### Task brief
Transcribe the records that follow, preserving every word.

>> BEGIN

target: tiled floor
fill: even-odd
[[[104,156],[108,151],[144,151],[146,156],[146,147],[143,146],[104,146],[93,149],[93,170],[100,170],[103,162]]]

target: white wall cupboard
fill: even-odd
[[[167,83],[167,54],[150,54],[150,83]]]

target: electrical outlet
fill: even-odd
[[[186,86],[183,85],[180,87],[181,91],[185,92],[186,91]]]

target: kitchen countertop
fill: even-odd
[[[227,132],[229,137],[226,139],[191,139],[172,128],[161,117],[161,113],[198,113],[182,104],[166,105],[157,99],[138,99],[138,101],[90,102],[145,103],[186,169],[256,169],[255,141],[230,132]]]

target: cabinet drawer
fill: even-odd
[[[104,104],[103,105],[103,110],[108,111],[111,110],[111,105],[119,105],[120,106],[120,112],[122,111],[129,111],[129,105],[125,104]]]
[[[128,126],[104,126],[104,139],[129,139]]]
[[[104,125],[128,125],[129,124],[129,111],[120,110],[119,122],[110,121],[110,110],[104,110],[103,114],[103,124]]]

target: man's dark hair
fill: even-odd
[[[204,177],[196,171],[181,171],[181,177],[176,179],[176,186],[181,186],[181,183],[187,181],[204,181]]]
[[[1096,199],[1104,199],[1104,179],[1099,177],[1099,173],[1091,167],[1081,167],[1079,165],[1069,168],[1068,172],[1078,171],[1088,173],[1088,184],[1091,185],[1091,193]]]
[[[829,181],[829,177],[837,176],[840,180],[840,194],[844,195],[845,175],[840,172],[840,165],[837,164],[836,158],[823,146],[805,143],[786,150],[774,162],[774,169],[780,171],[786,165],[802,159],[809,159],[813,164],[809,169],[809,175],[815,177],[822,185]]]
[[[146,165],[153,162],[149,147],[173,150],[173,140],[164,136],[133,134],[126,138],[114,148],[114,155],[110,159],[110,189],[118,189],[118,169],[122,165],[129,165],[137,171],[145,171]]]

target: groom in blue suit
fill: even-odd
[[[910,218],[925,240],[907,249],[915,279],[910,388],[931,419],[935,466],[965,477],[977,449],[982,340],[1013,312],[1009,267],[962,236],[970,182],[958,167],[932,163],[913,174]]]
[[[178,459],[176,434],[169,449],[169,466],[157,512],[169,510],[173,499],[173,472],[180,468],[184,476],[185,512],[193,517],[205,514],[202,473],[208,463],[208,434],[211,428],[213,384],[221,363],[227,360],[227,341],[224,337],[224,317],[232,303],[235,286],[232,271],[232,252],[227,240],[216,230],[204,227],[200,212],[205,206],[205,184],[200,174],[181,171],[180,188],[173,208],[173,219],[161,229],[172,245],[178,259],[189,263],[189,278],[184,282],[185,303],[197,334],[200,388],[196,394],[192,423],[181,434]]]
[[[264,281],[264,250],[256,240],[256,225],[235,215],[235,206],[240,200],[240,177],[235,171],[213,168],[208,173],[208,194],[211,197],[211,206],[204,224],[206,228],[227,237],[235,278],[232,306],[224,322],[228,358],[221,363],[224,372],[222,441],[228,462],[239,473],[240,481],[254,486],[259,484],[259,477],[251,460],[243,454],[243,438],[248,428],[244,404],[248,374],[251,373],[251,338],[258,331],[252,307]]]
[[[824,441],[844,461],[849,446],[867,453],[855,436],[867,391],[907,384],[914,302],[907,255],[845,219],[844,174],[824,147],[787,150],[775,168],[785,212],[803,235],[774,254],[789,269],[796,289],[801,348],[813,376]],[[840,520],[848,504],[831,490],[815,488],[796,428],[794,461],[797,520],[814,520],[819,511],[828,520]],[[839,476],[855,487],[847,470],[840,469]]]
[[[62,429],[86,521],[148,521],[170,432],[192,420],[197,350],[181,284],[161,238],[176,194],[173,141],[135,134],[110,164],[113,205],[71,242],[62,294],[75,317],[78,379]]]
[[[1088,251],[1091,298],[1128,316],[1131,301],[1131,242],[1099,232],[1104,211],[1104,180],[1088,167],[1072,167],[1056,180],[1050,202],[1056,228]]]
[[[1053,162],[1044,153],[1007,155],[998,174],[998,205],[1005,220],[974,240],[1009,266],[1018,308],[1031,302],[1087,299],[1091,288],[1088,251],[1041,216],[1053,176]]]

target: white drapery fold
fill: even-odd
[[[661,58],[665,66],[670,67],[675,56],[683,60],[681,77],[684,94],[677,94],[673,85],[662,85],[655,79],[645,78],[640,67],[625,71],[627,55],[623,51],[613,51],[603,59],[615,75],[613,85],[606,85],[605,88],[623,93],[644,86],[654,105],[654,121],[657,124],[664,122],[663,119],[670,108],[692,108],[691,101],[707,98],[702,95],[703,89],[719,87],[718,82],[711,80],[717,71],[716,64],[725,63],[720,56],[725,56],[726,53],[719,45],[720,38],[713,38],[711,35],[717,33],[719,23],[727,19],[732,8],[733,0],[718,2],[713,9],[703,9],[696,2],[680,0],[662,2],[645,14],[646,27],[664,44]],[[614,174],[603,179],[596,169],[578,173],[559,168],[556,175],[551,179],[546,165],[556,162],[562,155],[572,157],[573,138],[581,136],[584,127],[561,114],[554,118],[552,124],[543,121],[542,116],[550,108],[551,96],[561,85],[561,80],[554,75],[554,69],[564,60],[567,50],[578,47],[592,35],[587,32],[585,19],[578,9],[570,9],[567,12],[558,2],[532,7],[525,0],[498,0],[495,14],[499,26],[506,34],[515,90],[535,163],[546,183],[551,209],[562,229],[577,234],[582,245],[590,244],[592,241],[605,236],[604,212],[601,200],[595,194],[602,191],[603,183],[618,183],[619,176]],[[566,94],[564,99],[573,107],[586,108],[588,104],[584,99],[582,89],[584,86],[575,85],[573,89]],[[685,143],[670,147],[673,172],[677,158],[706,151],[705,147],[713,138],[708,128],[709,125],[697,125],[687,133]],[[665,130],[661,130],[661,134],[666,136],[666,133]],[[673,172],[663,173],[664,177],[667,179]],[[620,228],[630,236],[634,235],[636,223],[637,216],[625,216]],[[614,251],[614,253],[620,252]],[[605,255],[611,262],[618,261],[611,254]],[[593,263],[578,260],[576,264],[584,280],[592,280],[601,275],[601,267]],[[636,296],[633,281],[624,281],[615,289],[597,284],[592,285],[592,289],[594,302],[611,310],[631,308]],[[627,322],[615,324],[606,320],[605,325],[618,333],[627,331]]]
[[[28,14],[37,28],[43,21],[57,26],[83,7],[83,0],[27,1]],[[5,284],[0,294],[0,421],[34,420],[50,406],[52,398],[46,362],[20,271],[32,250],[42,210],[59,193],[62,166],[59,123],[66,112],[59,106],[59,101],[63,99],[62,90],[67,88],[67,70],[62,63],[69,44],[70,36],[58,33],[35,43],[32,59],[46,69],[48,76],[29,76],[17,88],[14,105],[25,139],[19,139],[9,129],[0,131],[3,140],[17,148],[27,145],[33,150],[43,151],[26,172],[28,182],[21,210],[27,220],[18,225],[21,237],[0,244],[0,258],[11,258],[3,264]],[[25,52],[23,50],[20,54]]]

>> END

### Problem solution
target: tiled floor
fill: even-odd
[[[104,156],[108,151],[144,151],[146,156],[146,147],[143,146],[104,146],[93,149],[93,170],[100,170],[103,162]]]

target: white wall cupboard
fill: even-odd
[[[167,83],[167,54],[150,54],[150,83]]]

target: electrical outlet
fill: even-odd
[[[186,86],[183,85],[180,87],[181,91],[185,92],[186,91]]]

target: kitchen countertop
fill: even-odd
[[[227,132],[229,137],[226,139],[191,139],[172,128],[161,117],[161,113],[198,113],[182,104],[166,105],[157,99],[138,99],[138,101],[90,102],[145,103],[186,169],[256,169],[255,141],[230,132]]]

target: cabinet drawer
fill: even-odd
[[[104,104],[103,105],[103,110],[108,111],[111,110],[111,105],[119,105],[120,106],[120,112],[122,111],[129,111],[129,105],[125,104]]]
[[[128,126],[104,126],[104,139],[129,139]]]
[[[104,125],[128,125],[129,124],[129,111],[120,110],[119,122],[110,121],[110,110],[104,110],[103,114],[103,124]]]

target: man's dark hair
fill: even-odd
[[[204,177],[196,171],[181,171],[181,177],[176,179],[176,186],[181,186],[181,183],[187,181],[204,181]]]
[[[1096,199],[1104,199],[1104,179],[1099,177],[1099,173],[1091,167],[1081,167],[1079,165],[1069,168],[1068,172],[1078,171],[1088,173],[1088,184],[1091,185],[1091,193]]]
[[[829,181],[829,177],[837,176],[840,180],[840,194],[844,195],[845,175],[840,172],[840,165],[837,164],[836,158],[823,146],[805,143],[786,150],[774,162],[774,169],[780,171],[786,165],[802,159],[809,159],[813,164],[809,169],[809,175],[815,177],[822,185]]]
[[[146,165],[153,162],[149,147],[173,150],[173,140],[164,136],[133,134],[126,138],[114,148],[114,155],[110,159],[110,189],[118,189],[118,169],[122,165],[129,165],[137,171],[145,171]]]

target: groom in blue suit
fill: even-odd
[[[910,218],[925,240],[907,249],[915,279],[910,388],[931,419],[935,466],[965,477],[977,449],[982,340],[1013,312],[1009,267],[962,236],[970,182],[958,167],[932,163],[913,174]]]
[[[178,459],[176,434],[169,449],[169,466],[157,512],[169,510],[173,499],[173,472],[180,468],[184,476],[185,512],[193,517],[205,514],[202,473],[208,463],[208,434],[211,428],[213,384],[221,363],[227,360],[227,341],[224,337],[224,317],[232,303],[235,286],[232,271],[232,252],[227,240],[216,230],[204,227],[200,212],[205,206],[205,184],[200,174],[181,171],[180,188],[173,208],[173,219],[161,229],[172,245],[178,259],[189,263],[189,278],[184,282],[185,303],[197,334],[200,388],[196,394],[192,423],[181,434]]]
[[[264,281],[264,250],[256,240],[256,225],[235,215],[235,206],[240,200],[240,177],[235,171],[213,168],[208,173],[208,194],[211,197],[211,206],[204,224],[206,228],[227,237],[235,278],[232,306],[224,322],[228,358],[221,363],[224,372],[222,441],[228,462],[239,473],[240,481],[254,486],[259,484],[259,477],[251,460],[243,454],[243,438],[248,428],[244,404],[248,374],[251,373],[251,338],[258,331],[252,307]]]
[[[824,441],[844,461],[849,446],[867,453],[855,436],[867,391],[907,384],[914,302],[907,255],[845,219],[844,174],[824,147],[787,150],[775,168],[785,212],[803,235],[774,254],[789,269],[796,289],[801,348],[813,376]],[[840,520],[848,504],[831,490],[815,488],[796,428],[794,461],[797,520],[814,520],[819,511],[828,520]],[[839,476],[855,487],[847,470],[840,469]]]
[[[62,429],[86,521],[148,521],[170,432],[192,420],[197,350],[181,284],[161,238],[176,194],[173,141],[135,134],[110,164],[113,205],[71,242],[62,294],[75,317],[78,379]]]
[[[1088,251],[1091,298],[1128,316],[1131,301],[1131,242],[1099,232],[1104,211],[1104,180],[1088,167],[1072,167],[1056,180],[1050,202],[1056,228]]]
[[[1053,162],[1044,153],[1007,155],[998,174],[998,205],[1005,220],[974,240],[1009,266],[1018,308],[1031,302],[1087,299],[1091,288],[1088,251],[1041,216],[1053,176]]]

target: white drapery fold
fill: even-odd
[[[661,58],[665,66],[670,67],[675,56],[683,60],[681,77],[684,94],[677,94],[673,85],[662,85],[655,79],[645,78],[640,67],[625,71],[627,55],[623,51],[613,51],[603,59],[615,75],[613,85],[606,85],[605,88],[623,93],[644,86],[654,105],[654,121],[657,124],[664,122],[663,119],[670,108],[692,108],[691,101],[707,98],[702,95],[703,89],[719,87],[718,82],[711,80],[717,71],[716,64],[725,63],[720,56],[725,56],[726,53],[719,45],[720,38],[713,38],[711,35],[717,33],[719,23],[727,19],[732,8],[733,0],[718,2],[713,9],[703,9],[696,2],[680,0],[662,2],[645,14],[646,27],[664,44]],[[614,174],[603,179],[596,169],[578,173],[559,168],[556,175],[551,179],[546,165],[556,162],[562,155],[572,157],[573,138],[581,136],[584,127],[561,114],[554,118],[552,124],[543,121],[542,116],[550,108],[551,96],[561,85],[561,80],[554,75],[554,69],[564,60],[567,50],[578,47],[592,35],[587,32],[585,19],[578,9],[570,9],[567,12],[558,2],[532,7],[525,0],[498,0],[495,14],[499,26],[506,34],[515,90],[535,163],[546,183],[551,209],[562,229],[577,234],[582,245],[590,244],[592,241],[605,236],[604,212],[601,200],[595,194],[602,191],[603,183],[618,183],[619,176]],[[566,94],[564,99],[573,107],[586,108],[588,104],[584,99],[582,89],[584,86],[575,85],[573,89]],[[685,143],[670,147],[673,172],[677,158],[706,151],[705,147],[713,138],[708,128],[709,125],[697,125],[687,133]],[[665,130],[661,130],[661,134],[666,136],[666,133]],[[673,172],[663,173],[664,177],[667,179]],[[620,228],[630,236],[634,235],[636,223],[637,216],[625,216]],[[614,251],[614,253],[620,252]],[[605,255],[611,262],[618,261],[611,254]],[[593,263],[578,260],[576,264],[584,280],[592,280],[601,275],[601,267]],[[636,296],[633,281],[624,281],[615,289],[597,284],[592,285],[592,289],[594,302],[611,310],[631,308]],[[627,322],[615,324],[606,320],[605,325],[618,333],[627,331]]]
[[[28,14],[37,28],[43,21],[57,26],[83,7],[83,0],[27,1]],[[5,284],[0,294],[0,421],[34,420],[50,406],[52,398],[46,362],[20,271],[32,250],[42,210],[59,193],[62,166],[59,123],[66,112],[59,106],[59,101],[63,99],[62,90],[67,88],[67,70],[62,63],[69,44],[70,36],[58,33],[35,43],[32,59],[46,69],[48,76],[29,76],[17,88],[14,105],[25,139],[19,139],[9,129],[0,131],[3,140],[17,148],[27,145],[33,150],[43,151],[26,172],[28,182],[21,210],[27,220],[18,225],[21,237],[0,244],[0,258],[11,258],[3,264]],[[25,52],[23,50],[20,54]]]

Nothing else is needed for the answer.